* START *

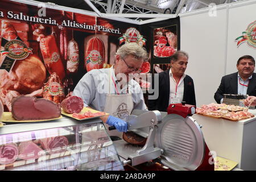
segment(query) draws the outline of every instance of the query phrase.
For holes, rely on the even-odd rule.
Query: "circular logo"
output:
[[[256,48],[256,21],[249,25],[246,32],[248,46]]]
[[[51,59],[51,63],[56,63],[58,60],[60,59],[60,55],[58,54],[57,52],[53,52],[52,53],[52,58]]]
[[[57,82],[52,82],[49,84],[49,92],[52,96],[63,95],[63,90],[60,84]]]
[[[21,60],[27,57],[32,53],[31,48],[28,48],[22,41],[15,39],[8,42],[4,47],[6,56],[15,60]]]
[[[102,63],[102,57],[100,52],[97,50],[92,50],[88,55],[90,61],[94,64],[101,64]]]
[[[69,56],[69,60],[71,60],[72,63],[78,63],[79,60],[79,55],[76,53],[72,53]]]
[[[137,43],[141,37],[141,34],[135,28],[129,28],[125,32],[127,41],[128,42]]]

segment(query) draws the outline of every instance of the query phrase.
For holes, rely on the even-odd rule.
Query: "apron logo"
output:
[[[118,39],[119,44],[123,42],[135,42],[142,47],[146,45],[146,40],[135,28],[128,28],[125,33],[123,34],[123,36],[119,38]]]
[[[251,23],[245,31],[242,32],[242,35],[236,39],[238,47],[242,43],[246,42],[247,44],[256,48],[256,20]]]
[[[113,115],[120,119],[123,119],[129,115],[129,113],[127,104],[123,102],[118,106],[117,111]]]

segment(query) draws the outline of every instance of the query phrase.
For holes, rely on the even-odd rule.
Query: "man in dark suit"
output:
[[[181,101],[196,106],[193,79],[184,74],[188,60],[188,55],[184,51],[177,51],[172,55],[171,69],[159,74],[158,97],[150,100],[148,97],[148,110],[167,111],[171,104],[181,103]]]
[[[223,101],[224,94],[241,94],[256,96],[256,73],[254,73],[254,59],[249,55],[239,58],[237,63],[238,72],[224,76],[214,94],[218,104]]]

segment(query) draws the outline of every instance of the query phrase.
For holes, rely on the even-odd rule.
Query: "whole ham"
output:
[[[36,159],[40,156],[43,150],[32,141],[21,142],[18,147],[19,158],[24,160]]]
[[[16,120],[49,119],[60,116],[58,105],[44,98],[21,96],[13,100],[11,107],[13,117]]]
[[[44,150],[49,150],[51,153],[57,153],[66,150],[68,140],[65,136],[60,136],[41,139],[39,143]]]
[[[0,164],[13,163],[18,158],[18,150],[15,143],[9,143],[0,147]]]
[[[105,46],[103,41],[94,37],[88,41],[86,47],[85,65],[87,72],[93,69],[103,68],[105,62]]]
[[[22,60],[16,61],[10,73],[0,70],[0,90],[11,90],[20,94],[28,94],[41,88],[46,77],[44,64],[36,55],[30,55]]]
[[[80,97],[73,96],[64,99],[61,106],[67,113],[79,113],[84,108],[84,102]]]
[[[72,39],[68,43],[67,69],[69,73],[76,73],[79,65],[79,49],[77,43]]]
[[[54,36],[51,35],[42,38],[40,40],[40,47],[49,73],[56,73],[62,80],[65,77],[65,70]]]

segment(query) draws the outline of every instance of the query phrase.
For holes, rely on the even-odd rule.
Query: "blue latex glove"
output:
[[[109,116],[106,122],[109,126],[114,126],[119,132],[126,132],[127,129],[127,122],[118,118],[112,115]]]

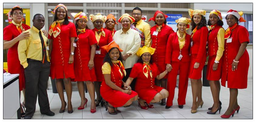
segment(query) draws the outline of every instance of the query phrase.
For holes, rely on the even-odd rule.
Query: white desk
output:
[[[4,119],[20,118],[19,75],[3,76]]]

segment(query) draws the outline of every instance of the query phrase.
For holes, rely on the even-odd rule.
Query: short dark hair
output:
[[[132,9],[132,11],[131,11],[132,13],[133,12],[133,10],[137,10],[140,11],[141,13],[141,14],[142,14],[142,10],[140,8],[138,7],[135,8],[133,8],[133,9]]]
[[[22,8],[20,8],[19,7],[16,7],[12,9],[12,11],[11,12],[11,13],[10,13],[11,15],[12,15],[13,14],[13,12],[15,10],[20,10],[21,11],[21,12],[22,12],[22,13],[23,13],[23,9],[22,9]]]

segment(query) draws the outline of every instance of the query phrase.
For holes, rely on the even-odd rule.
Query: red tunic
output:
[[[86,32],[78,35],[77,47],[75,48],[74,56],[74,81],[96,81],[94,68],[89,69],[88,64],[90,60],[91,45],[97,43],[95,35],[90,30],[86,29]]]
[[[106,28],[103,28],[103,31],[105,32],[105,37],[101,35],[101,38],[98,45],[100,47],[101,50],[101,54],[95,54],[94,57],[94,67],[95,68],[95,72],[97,76],[97,81],[102,82],[103,79],[103,76],[102,74],[102,71],[101,70],[101,67],[103,64],[103,60],[105,56],[107,54],[107,51],[101,48],[101,47],[108,45],[111,41],[113,41],[112,36],[110,31]],[[94,35],[95,35],[95,32],[92,29]],[[97,47],[98,46],[97,45]],[[96,50],[97,50],[96,48]]]
[[[155,80],[156,76],[160,74],[158,68],[155,63],[150,64],[152,77],[148,74],[148,78],[143,73],[143,64],[137,63],[134,64],[131,69],[129,77],[137,78],[135,84],[135,91],[138,93],[139,97],[146,101],[148,104],[153,100],[157,93],[163,89],[155,84]]]
[[[30,28],[28,25],[22,24],[22,25],[24,31]],[[19,36],[20,33],[19,31],[16,26],[11,24],[4,28],[3,38],[4,40],[12,40]],[[19,74],[19,91],[22,90],[25,87],[25,75],[24,68],[20,64],[19,59],[18,47],[19,41],[9,48],[7,54],[7,64],[8,72],[11,74]]]
[[[155,53],[152,55],[152,60],[155,62],[160,72],[166,70],[166,64],[165,63],[166,49],[168,38],[170,34],[174,33],[172,28],[169,26],[165,25],[161,28],[161,31],[157,35],[153,35],[153,33],[156,30],[156,25],[151,28],[150,34],[152,39],[151,47],[155,48]],[[167,75],[164,78],[167,78]]]
[[[50,75],[53,79],[75,78],[74,63],[69,64],[71,41],[70,38],[77,35],[75,25],[70,22],[67,25],[60,25],[60,33],[56,38],[53,35],[48,35],[48,38],[53,40],[53,49],[51,54]]]
[[[206,26],[202,27],[194,34],[192,38],[193,45],[191,47],[191,57],[189,77],[199,79],[202,77],[202,71],[206,60],[206,42],[208,29]],[[199,67],[194,68],[196,62],[199,63]]]
[[[221,75],[221,85],[226,86],[227,81],[227,87],[243,89],[247,87],[247,77],[249,68],[249,55],[245,50],[239,59],[237,70],[232,70],[232,63],[238,53],[241,44],[249,42],[249,33],[243,26],[237,25],[234,29],[230,37],[232,41],[227,43],[225,41],[225,50],[223,57],[223,64]]]
[[[111,67],[111,80],[115,84],[121,88],[122,79],[125,75],[122,72],[123,75],[121,76],[117,67],[118,66],[113,63],[113,65]],[[132,91],[131,94],[128,94],[114,90],[106,84],[104,79],[101,83],[100,92],[102,98],[114,107],[123,106],[130,99],[138,94],[134,91]]]
[[[217,81],[220,79],[223,58],[222,57],[219,61],[219,62],[218,64],[217,70],[213,71],[213,67],[216,58],[217,51],[219,47],[217,36],[219,30],[222,27],[219,25],[215,26],[210,31],[208,36],[208,47],[209,49],[208,54],[209,54],[209,59],[207,64],[207,80],[209,81]]]

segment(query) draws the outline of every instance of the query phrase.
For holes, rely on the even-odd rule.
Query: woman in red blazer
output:
[[[176,20],[178,30],[171,34],[168,39],[166,48],[165,63],[166,68],[172,69],[168,74],[167,89],[169,93],[166,108],[169,108],[172,105],[174,91],[176,86],[178,71],[179,70],[179,94],[178,103],[179,107],[183,108],[186,104],[189,71],[190,61],[190,35],[186,33],[189,28],[189,23],[191,20],[182,17]]]
[[[189,14],[192,18],[193,30],[191,35],[191,61],[189,77],[191,80],[193,104],[191,113],[197,112],[197,109],[203,102],[202,98],[202,71],[206,60],[206,43],[208,29],[206,20],[203,16],[204,10],[189,9]],[[197,101],[196,101],[197,98]]]

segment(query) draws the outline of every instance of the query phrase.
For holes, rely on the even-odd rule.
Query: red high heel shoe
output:
[[[87,102],[88,101],[88,100],[87,100],[87,99],[85,98],[85,102],[84,103],[84,105],[83,106],[79,106],[79,107],[77,108],[77,109],[78,110],[83,110],[84,109],[84,105],[85,105],[85,107],[87,107]],[[95,111],[96,110],[95,110]]]
[[[229,115],[226,115],[224,114],[222,115],[221,116],[220,116],[220,117],[222,118],[229,118],[230,117],[230,116],[231,115],[232,115],[232,117],[234,116],[234,114],[235,113],[235,112],[236,112],[235,110],[233,110],[233,111],[232,112],[232,113],[231,114],[230,114]]]

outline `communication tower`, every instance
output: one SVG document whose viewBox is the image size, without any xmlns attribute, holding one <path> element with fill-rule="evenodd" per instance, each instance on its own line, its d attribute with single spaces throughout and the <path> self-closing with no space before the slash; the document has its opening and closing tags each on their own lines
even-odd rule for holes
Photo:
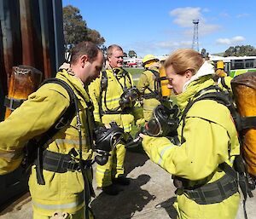
<svg viewBox="0 0 256 219">
<path fill-rule="evenodd" d="M 192 49 L 199 52 L 199 43 L 198 43 L 198 24 L 199 20 L 193 20 L 194 24 L 194 34 L 193 34 L 193 43 Z"/>
</svg>

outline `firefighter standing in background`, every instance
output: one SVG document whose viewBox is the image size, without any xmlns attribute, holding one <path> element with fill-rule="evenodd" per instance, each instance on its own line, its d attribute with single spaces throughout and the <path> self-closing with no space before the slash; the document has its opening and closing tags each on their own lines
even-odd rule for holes
<svg viewBox="0 0 256 219">
<path fill-rule="evenodd" d="M 92 103 L 87 86 L 99 76 L 103 65 L 103 55 L 94 43 L 83 42 L 73 49 L 70 63 L 70 68 L 57 72 L 56 78 L 66 82 L 79 100 L 83 143 L 82 162 L 85 164 L 92 159 L 94 125 Z M 46 84 L 30 95 L 27 101 L 0 124 L 0 174 L 18 167 L 22 159 L 24 144 L 46 132 L 68 107 L 70 101 L 62 86 L 54 83 Z M 66 168 L 61 164 L 55 166 L 55 169 L 61 170 L 61 171 L 46 170 L 44 167 L 49 164 L 44 164 L 44 184 L 42 185 L 38 183 L 35 166 L 32 168 L 29 189 L 34 219 L 49 219 L 59 214 L 56 211 L 60 211 L 63 218 L 84 218 L 84 178 L 82 171 L 75 168 L 79 160 L 79 135 L 76 125 L 77 116 L 74 113 L 70 124 L 60 129 L 48 141 L 44 151 L 47 154 L 55 154 L 52 158 L 65 155 L 70 158 L 68 163 L 73 165 Z M 62 164 L 61 159 L 59 161 Z M 7 168 L 9 163 L 15 166 Z M 85 175 L 91 185 L 91 170 L 87 170 Z M 90 218 L 93 216 L 90 215 Z"/>
<path fill-rule="evenodd" d="M 124 52 L 119 45 L 110 45 L 107 49 L 106 71 L 101 73 L 100 78 L 95 80 L 89 87 L 90 96 L 94 104 L 96 121 L 108 124 L 114 121 L 123 128 L 126 136 L 131 130 L 136 115 L 135 107 L 122 108 L 119 101 L 125 90 L 133 86 L 131 75 L 123 66 Z M 124 161 L 126 149 L 123 142 L 116 146 L 108 163 L 96 166 L 96 184 L 99 188 L 109 195 L 116 195 L 119 189 L 115 184 L 126 186 L 129 178 L 124 173 Z"/>
<path fill-rule="evenodd" d="M 150 159 L 171 173 L 177 187 L 174 207 L 178 218 L 236 218 L 240 204 L 236 179 L 218 166 L 232 166 L 240 154 L 230 110 L 214 100 L 191 101 L 216 92 L 213 66 L 193 49 L 178 49 L 165 62 L 169 86 L 183 115 L 180 145 L 166 137 L 140 134 Z M 187 107 L 188 106 L 188 107 Z M 188 110 L 188 111 L 187 111 Z"/>
<path fill-rule="evenodd" d="M 143 59 L 144 72 L 142 73 L 137 88 L 143 94 L 143 116 L 145 122 L 148 121 L 153 110 L 160 104 L 160 63 L 153 55 L 147 55 Z"/>
</svg>

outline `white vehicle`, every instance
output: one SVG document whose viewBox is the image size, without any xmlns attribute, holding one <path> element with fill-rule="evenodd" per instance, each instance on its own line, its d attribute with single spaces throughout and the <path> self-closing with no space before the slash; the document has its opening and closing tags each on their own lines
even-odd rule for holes
<svg viewBox="0 0 256 219">
<path fill-rule="evenodd" d="M 248 72 L 256 72 L 256 56 L 229 56 L 222 57 L 210 55 L 210 60 L 215 64 L 218 61 L 224 63 L 224 72 L 232 78 Z"/>
</svg>

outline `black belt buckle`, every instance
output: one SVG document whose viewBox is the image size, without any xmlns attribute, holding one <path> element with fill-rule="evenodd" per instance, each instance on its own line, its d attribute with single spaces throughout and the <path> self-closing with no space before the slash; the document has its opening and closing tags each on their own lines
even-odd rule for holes
<svg viewBox="0 0 256 219">
<path fill-rule="evenodd" d="M 68 164 L 67 164 L 67 170 L 68 171 L 79 170 L 80 170 L 79 164 L 77 163 L 75 160 L 71 159 L 71 160 L 68 161 Z"/>
</svg>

* END *

**DIRECTIVE**
List, in full, every line in the data above that contains the string "logo".

**REPLY TO THE EXERCISE**
Query: "circular logo"
Query: "apron logo"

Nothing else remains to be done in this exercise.